─── MATERIAL PROVIDED
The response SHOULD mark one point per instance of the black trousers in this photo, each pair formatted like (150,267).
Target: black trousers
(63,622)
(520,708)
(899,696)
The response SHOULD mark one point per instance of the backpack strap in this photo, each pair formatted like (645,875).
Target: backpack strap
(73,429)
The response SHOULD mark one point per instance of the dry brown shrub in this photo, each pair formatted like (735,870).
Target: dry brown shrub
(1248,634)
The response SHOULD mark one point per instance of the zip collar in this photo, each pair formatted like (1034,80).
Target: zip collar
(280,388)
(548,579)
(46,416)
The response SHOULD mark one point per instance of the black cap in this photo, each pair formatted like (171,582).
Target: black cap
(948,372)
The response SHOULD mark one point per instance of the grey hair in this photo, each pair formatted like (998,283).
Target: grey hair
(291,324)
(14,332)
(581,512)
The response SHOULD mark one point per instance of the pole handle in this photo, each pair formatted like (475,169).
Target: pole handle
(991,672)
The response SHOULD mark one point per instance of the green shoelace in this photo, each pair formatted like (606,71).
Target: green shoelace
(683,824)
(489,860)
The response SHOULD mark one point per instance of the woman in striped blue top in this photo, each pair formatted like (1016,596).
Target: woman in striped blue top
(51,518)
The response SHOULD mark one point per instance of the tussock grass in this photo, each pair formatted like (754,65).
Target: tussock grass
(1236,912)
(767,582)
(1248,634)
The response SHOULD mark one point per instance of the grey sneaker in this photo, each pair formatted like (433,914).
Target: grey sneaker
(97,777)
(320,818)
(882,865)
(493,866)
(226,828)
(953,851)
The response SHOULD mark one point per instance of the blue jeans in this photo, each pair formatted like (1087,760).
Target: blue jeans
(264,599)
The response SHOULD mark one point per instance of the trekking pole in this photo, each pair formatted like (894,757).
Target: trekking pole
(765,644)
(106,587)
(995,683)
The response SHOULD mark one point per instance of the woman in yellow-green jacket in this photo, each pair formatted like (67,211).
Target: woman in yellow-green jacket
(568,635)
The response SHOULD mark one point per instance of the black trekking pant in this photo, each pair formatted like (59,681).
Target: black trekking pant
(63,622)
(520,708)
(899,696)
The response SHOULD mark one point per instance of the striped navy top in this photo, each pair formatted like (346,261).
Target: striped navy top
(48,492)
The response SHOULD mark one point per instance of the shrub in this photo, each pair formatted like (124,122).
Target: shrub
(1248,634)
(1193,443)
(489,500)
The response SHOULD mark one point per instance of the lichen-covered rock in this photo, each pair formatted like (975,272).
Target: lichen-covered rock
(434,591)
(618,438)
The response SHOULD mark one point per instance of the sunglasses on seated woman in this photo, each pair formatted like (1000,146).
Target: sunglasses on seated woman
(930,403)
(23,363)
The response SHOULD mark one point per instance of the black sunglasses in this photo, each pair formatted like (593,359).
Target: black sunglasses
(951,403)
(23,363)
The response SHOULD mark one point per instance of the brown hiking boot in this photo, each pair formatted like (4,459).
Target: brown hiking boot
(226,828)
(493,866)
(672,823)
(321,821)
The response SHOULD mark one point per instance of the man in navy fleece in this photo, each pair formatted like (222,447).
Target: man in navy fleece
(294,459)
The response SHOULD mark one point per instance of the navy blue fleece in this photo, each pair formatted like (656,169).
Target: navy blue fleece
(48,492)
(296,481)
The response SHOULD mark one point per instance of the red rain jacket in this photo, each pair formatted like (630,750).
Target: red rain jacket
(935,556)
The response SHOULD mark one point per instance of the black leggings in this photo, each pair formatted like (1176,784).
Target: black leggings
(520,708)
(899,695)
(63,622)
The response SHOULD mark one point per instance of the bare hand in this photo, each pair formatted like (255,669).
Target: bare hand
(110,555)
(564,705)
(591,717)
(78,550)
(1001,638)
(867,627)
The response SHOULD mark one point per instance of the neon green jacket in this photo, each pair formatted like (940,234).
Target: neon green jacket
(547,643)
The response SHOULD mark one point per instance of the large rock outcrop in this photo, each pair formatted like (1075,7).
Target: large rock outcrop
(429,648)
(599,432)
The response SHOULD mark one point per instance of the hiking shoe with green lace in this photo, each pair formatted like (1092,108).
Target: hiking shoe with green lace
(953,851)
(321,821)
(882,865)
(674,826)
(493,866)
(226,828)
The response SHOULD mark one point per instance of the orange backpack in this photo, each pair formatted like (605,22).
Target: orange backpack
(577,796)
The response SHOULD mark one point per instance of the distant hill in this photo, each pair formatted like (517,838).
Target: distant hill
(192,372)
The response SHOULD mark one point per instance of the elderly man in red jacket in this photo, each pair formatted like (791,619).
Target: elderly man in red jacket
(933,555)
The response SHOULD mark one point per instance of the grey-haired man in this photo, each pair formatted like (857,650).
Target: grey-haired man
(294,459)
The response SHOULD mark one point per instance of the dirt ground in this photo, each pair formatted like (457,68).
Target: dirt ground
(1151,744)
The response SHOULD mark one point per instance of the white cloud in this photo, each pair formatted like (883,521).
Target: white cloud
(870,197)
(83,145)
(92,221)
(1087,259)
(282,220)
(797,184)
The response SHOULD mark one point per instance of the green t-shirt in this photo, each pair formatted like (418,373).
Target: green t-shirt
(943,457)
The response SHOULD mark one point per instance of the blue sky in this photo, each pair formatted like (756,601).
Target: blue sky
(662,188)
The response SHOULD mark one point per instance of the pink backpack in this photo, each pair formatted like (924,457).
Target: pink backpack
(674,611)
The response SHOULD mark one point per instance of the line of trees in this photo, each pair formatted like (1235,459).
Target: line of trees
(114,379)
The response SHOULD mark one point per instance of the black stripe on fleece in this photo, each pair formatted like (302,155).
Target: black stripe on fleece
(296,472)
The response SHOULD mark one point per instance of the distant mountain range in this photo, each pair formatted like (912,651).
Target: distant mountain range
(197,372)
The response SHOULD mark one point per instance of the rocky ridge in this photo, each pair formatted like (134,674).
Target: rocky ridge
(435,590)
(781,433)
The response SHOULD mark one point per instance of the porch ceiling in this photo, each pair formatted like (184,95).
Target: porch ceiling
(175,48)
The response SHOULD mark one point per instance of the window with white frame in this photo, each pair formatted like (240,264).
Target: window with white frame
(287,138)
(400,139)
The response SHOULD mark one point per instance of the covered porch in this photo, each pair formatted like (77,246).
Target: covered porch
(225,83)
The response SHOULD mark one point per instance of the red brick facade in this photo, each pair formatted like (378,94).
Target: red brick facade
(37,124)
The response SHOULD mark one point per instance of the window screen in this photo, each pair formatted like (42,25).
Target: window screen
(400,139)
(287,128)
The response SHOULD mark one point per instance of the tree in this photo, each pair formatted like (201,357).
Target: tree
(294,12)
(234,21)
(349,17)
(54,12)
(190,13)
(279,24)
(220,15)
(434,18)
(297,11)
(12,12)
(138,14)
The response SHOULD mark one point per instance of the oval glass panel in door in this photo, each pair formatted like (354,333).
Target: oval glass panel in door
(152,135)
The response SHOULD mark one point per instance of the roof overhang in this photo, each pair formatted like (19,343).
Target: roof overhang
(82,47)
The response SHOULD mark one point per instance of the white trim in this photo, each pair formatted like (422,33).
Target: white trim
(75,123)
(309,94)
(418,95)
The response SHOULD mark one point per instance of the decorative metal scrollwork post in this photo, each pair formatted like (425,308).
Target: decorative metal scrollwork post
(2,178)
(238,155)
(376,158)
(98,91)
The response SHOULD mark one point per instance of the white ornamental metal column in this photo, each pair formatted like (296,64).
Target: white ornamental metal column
──────
→ WRITTEN REQUEST
Copy the material above verbatim.

→ TASK RESPONSE
The response SHOULD mark one point per instance of the black trousers in this photo, each pair formatted like (150,267).
Target: black trousers
(63,622)
(520,708)
(899,696)
The response SHOULD mark one point per instance of the backpack strap in this photo, each pair formatted like (645,875).
Target: backpack strap
(73,429)
The response SHOULD mark one point per instance of the dry brown shrub in this photo, each pair formatted like (735,870).
Target: dry brown shrub
(1248,634)
The response SHOULD mark one point per instance of the zip collar in this photo, each pair formatted like (1034,80).
Target: zip collar
(280,388)
(548,579)
(46,416)
The response SHOULD mark one point per instance of the black cap in this photo, each pair formatted like (171,582).
Target: black cap
(948,372)
The response SHOULD mark one point per instance of the grey hair in this photo, each pair formatted like (998,283).
Target: grey hair
(291,324)
(14,332)
(581,512)
The response SHOULD mark one point per instance of the pole handle in this photo, each pair formatted like (475,169).
Target: pole handle
(991,672)
The response SHOULD mark one point per instance of the green shoelace in this photo, each pair formatted like (606,71).
Target: green shoelace
(683,824)
(489,860)
The response SHOULD mark one point per instance of the woman in striped blue top in this photo, each pair formatted like (1016,596).
Target: woman in striped blue top
(51,518)
The response SHOULD mark one point per instance of the tussock grass in this photo, each pair formatted like (754,65).
Target: tussock grass
(1236,912)
(767,582)
(1248,634)
The response SHOULD mark one point per instance of the grey sneaker in this photo, each pair formatted like (433,914).
Target: grey sneaker
(97,777)
(320,818)
(882,865)
(493,866)
(226,828)
(953,851)
The response SHOULD mark one point per instance of the blue jeans in this photo, each pair formatted like (1087,760).
Target: blue jeans
(264,599)
The response SHOULD mark one point per instance of the trekking pole in this photo, each pair formatted like (894,757).
Target: trekking pole
(765,644)
(106,587)
(995,683)
The response SHOULD mark one point per instance of the woman in yellow-green jacket in this photo, each pair formatted like (67,211).
Target: woman in yellow-green jacket
(568,635)
The response SHOULD mark one point per instance of the black trekking pant in this photo, each pair formatted like (59,681).
Target: black trekking pant
(63,622)
(520,708)
(899,696)
The response SHOULD mark one point per instance of the striped navy top in this photo, each pair formatted like (346,261).
Target: striped navy top
(48,492)
The response SHOULD mark one point per instance of the shrub in this photo, each pair formatted like (124,122).
Target: shrub
(1248,634)
(1193,443)
(489,500)
The response SHOULD mark one point per instance of the lichen-covered rock in this photo, each pair formatted like (975,272).
Target: lichen-covered rock
(434,591)
(618,438)
The response SHOULD mark one point per instance of the sunglasses on seated woman in this photo, each pair formatted like (1000,146).
Target: sunglasses on seated woman
(930,403)
(23,363)
The response SHOULD mark one point per instance of the black sunglasses in this photo, each pair formatted like (593,359).
Target: black sunglasses
(951,403)
(23,363)
The response SHOULD mark one point per instance of the brown hiking boot in this photo, each pair formatted like (4,459).
Target: brown hiking boot
(226,828)
(493,866)
(672,823)
(321,821)
The response SHOULD mark one point per instance of the man in navy fleece in this photo, each pair formatted like (222,447).
Target: man in navy fleece
(294,459)
The response SHOULD mark one point per instance of the navy blue fleece in this photo, each pair formatted like (656,169).
Target: navy blue fleece
(48,492)
(296,481)
The response SHOULD mark one point per instance of the red rain jacket in this photo, each pair formatted like (630,750).
Target: red rain jacket
(935,556)
The response SHOULD mark one point per instance of the black leggings in this photo, each pair formatted like (1176,784).
Target: black leggings
(520,708)
(899,695)
(63,622)
The response SHOULD mark one point per instance of the bare hand in this photo, each pair formatted like (255,669).
Target: bare hand
(110,555)
(564,705)
(591,717)
(78,550)
(1001,638)
(867,627)
The response SHOULD mark one point per instance of the neon green jacket in this photo, each pair formatted like (940,234).
Target: neon green jacket
(547,643)
The response SHOULD mark one point per instance of the large rock outcrop in this photo, each pair formatted like (1075,7).
Target: large rock outcrop
(429,648)
(599,432)
The response SHOULD mark one point per instance of the hiking shoe with green lace in this photo, each pair formatted like (1092,108).
Target: hiking shoe with green lace
(953,851)
(321,821)
(882,865)
(674,826)
(493,866)
(226,828)
The response SHOULD mark one point per instance of the orange backpack in this photo, each pair formatted like (605,22).
Target: orange backpack
(577,796)
The response SHOULD mark one point per instance of the distant hill in this photo, each pair formatted like (517,838).
Target: distant hill
(192,372)
The response SHOULD mark one point per instance of the elderly man in red jacket in this photo, each pair formatted like (791,619).
Target: elderly man in red jacket
(933,555)
The response SHOULD mark one point per instance of the grey-haired man in this photo, each pair formatted like (857,650).
Target: grey-haired man
(294,459)
The response SHOULD mark one point per instance of the dirt ground in this photo, each pair formatted like (457,68).
Target: dirt ground
(1151,744)
The response SHOULD mark one point per instance of the white cloud in this photo, each pair formatted like (883,521).
Target: white cloud
(870,197)
(83,145)
(92,221)
(1087,259)
(282,220)
(797,184)
The response SHOULD mark one point per instance of the green t-shirt in this photo, each pair formatted like (418,373).
Target: green t-shirt
(943,457)
The response SHOULD mark one point per instance of the blue sky in this photo, each pair formatted like (756,601).
Target: blue sky
(662,188)
The response SHOULD mark one point per instance of the pink backpack in this photo, each pair formatted like (924,457).
Target: pink backpack
(674,611)
The response SHOULD mark one point per instance of the line of trees in this photo, each pair formatted like (1235,459).
Target: line of trees
(114,379)
The response SHOULD mark one point per instance of the black stripe on fleece in this photo, each pair formatted like (302,155).
Target: black stripe on fleece
(296,472)
The response SHOULD mark one point per instance of the distant mountain range in this photo, each pair formatted like (912,651).
Target: distant mountain range
(197,372)
The response SHOULD mark one point per instance of the rocky ridge in this photo, each pair formatted like (134,674).
Target: rocky ridge
(435,590)
(781,433)
The response SHOULD mark one point per instance of the porch ceiling in this photo, each pair formatted like (184,95).
Target: porch ceiling
(175,48)
The response SHOULD mark one point per instance of the window with white frame in this photo, each pair formatted like (240,264).
Target: window with white frame
(287,138)
(400,139)
The response SHOULD mark one point per instance of the covered porch in this photo, each pair formatted like (77,246).
Target: covered porch
(225,83)
The response SHOULD mark one point per instance of the red brick facade in this photo, each pair formatted like (378,94).
Target: red brick facade
(37,124)
The response SHOULD mark one point per instance of the window screen in this photo, each pair formatted like (42,25).
Target: window screen
(400,139)
(287,128)
The response SHOULD mark one point per instance of the tree in this photo, each pair formatted like (201,357).
Target: tree
(294,12)
(234,21)
(349,17)
(54,12)
(190,13)
(279,24)
(220,15)
(434,18)
(297,11)
(12,12)
(138,14)
The response SHOULD mark one point per instance of the oval glass panel in door in this photo, each pair formatted like (354,333).
Target: oval glass panel in door
(152,135)
The response SHOULD mark one point per instance of the roof overhang in this photo, each pair formatted like (19,343).
Target: roof overhang
(82,47)
The response SHOULD mark one point per instance of the white trim in this photo, each pair formatted like (422,33).
Target: white trim
(75,123)
(309,94)
(418,95)
The response SHOULD mark one point per instance of the decorative metal scrollwork post in this photo, each pair formatted like (425,308).
Target: decorative metal scrollwork post
(2,178)
(238,155)
(376,158)
(98,91)
The response SHOULD mark one point per instance of the white ornamental metal column in this photo, each pair formatted like (296,64).
Target: white ornamental metal column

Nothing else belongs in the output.